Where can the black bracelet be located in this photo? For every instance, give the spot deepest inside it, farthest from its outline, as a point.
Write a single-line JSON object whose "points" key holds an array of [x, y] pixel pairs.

·····

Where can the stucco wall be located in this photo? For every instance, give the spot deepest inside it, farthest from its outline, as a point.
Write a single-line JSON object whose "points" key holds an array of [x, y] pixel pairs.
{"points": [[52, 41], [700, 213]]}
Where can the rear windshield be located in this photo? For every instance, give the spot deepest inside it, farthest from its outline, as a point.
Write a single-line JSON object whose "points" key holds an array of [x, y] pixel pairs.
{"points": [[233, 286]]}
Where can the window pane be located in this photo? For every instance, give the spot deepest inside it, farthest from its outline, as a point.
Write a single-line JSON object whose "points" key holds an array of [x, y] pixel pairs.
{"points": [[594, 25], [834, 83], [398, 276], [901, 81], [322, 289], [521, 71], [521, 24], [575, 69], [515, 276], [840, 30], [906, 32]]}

·····

[Exercise objective]: Determine how many lines of the listing above include the word "photo", then write only that number.

[Expected answer]: 4